TASK INSTRUCTIONS>
**A.** List every hospital or asylum named in the passage below on asylum reform.
**B.** According to the passage below on asylum reform, in what year did Pussin first free patients of their chains?

Italy Under the Enlightened concern of
Grand Duke Pietro Leopoldo in Florence, Italian physician
Vincenzo Chiarugi instituted humanitarian reforms. Between 1785 and 1788 he managed to outlaw chains as a means of restraint at the Santa Dorotea hospital, building on prior attempts made there since the 1750s. From 1788 at the newly renovated St. Bonifacio Hospital he did the same, and led the development of new rules establishing a more humane regime.
France The ex-patient
Jean-Baptiste Pussin and his wife Margueritte, and the physician
Philippe Pinel (1745–1826), are also recognized as the first instigators of more humane conditions in asylums. From the early 1780s, Pussin had been in charge of the mental hospital division of the
La Bicêtre, an asylum in
Paris for male patients. From the mid-1780s, Pinel was publishing articles on links between emotions, social conditions and insanity. In 1792 (formally recorded in 1793), Pinel became the chief physician at the Bicetre. Pussin showed Pinel how really knowing the patients meant they could be managed with sympathy and kindness as well as authority and control. In 1797, Pussin first freed patients of their chains and banned physical punishment, although straitjackets could be used instead. Patients were allowed to move freely about the hospital grounds, and eventually dark dungeons were replaced with sunny, well-ventilated rooms. Pussin and Pinel's approach was seen as remarkably successful and they later brought similar reforms to a mental hospital in Paris for female patients,
La Salpetrière. Pinel's student and successor,
Jean Esquirol (1772–1840), went on to help establish 10 new mental hospitals that operated on the same principles. There was an emphasis on the selection and supervision of attendants in order to establish a suitable setting to facilitate psychological work, and particularly on the employment of ex-patients as they were thought most likely to refrain from inhumane treatment while being able to stand up to pleading, menaces, or complaining. Pinel used the term "traitement moral" for the new approach. At that time "moral", in French and internationally, had a mixed meaning of either psychological/emotional (mental) or moral (ethical). Pinel distanced himself from the more religious work that was developed by
the Tukes, and in fact considered that excessive religiosity could be harmful. He sometimes took a moral stance himself, however, as to what he considered to be mentally healthy and socially appropriate.
England English
Quaker William Tuke (1732–1822) independently led the development of a radical new type of institution in northern
England, following the death of a fellow Quaker in a local asylum in 1790. In 1796, with the help of fellow Quakers and others, he founded the
York Retreat, where eventually about 30 patients lived as part of a small community in a quiet country house and engaged in a combination of rest, talk, and manual work. Rejecting medical theories and techniques, the efforts of the York Retreat centered around minimizing restraints and cultivating rationality and moral strength. The entire Tuke family became known as founders of moral treatment. They created a family-style ethos and patients performed chores to give them a sense of contribution. There was a daily routine of both work and leisure time. If patients behaved well, they were rewarded; if they behaved poorly, there was some minimal use of restraints or instilling of fear. The patients were told that treatment depended on their conduct. In this sense, the patient's moral autonomy was recognized. William Tuke's grandson,
Samuel Tuke, published an influential work in the early 19th century on the methods of the retreat; Pinel's
Treatise on Insanity had by then been published, and Samuel Tuke translated his term as "moral treatment".

DATA RECORDS>
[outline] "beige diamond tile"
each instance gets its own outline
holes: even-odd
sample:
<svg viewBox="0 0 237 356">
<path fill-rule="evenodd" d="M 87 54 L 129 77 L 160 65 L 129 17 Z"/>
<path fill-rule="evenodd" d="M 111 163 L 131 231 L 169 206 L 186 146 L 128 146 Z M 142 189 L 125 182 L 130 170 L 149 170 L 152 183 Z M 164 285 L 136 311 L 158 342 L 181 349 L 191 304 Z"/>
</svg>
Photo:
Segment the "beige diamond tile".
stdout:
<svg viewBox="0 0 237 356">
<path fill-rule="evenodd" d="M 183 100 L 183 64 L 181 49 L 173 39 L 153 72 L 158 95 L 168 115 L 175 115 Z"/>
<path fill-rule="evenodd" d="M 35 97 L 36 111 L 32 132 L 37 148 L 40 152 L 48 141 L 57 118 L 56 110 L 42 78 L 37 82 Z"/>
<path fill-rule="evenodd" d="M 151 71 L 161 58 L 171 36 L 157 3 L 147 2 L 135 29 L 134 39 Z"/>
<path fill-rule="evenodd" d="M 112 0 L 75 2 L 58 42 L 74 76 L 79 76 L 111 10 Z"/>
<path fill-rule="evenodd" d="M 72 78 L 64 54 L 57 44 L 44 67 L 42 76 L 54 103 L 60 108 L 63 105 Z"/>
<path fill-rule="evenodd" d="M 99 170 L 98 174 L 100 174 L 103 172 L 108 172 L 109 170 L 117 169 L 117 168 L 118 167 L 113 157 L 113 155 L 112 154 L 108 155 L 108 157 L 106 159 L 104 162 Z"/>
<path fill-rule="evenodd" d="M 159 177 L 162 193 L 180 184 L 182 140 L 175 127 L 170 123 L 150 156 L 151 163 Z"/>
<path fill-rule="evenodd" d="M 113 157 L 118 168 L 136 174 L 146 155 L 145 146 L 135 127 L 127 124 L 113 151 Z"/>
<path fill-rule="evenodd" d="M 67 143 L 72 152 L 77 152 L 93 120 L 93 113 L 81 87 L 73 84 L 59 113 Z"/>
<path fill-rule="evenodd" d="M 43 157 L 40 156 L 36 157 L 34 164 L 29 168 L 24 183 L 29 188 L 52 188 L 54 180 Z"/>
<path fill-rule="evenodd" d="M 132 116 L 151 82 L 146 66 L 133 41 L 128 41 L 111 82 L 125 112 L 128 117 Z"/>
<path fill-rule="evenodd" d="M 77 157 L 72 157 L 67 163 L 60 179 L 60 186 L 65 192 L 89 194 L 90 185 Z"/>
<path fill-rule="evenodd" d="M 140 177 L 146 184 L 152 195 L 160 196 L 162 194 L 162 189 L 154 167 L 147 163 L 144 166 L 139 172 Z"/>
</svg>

OUTPUTS IN ORDER>
**A.** Santa Dorotea hospital, St. Bonifacio Hospital, La Bicêtre, La Salpetrière, York Retreat

**B.** 1797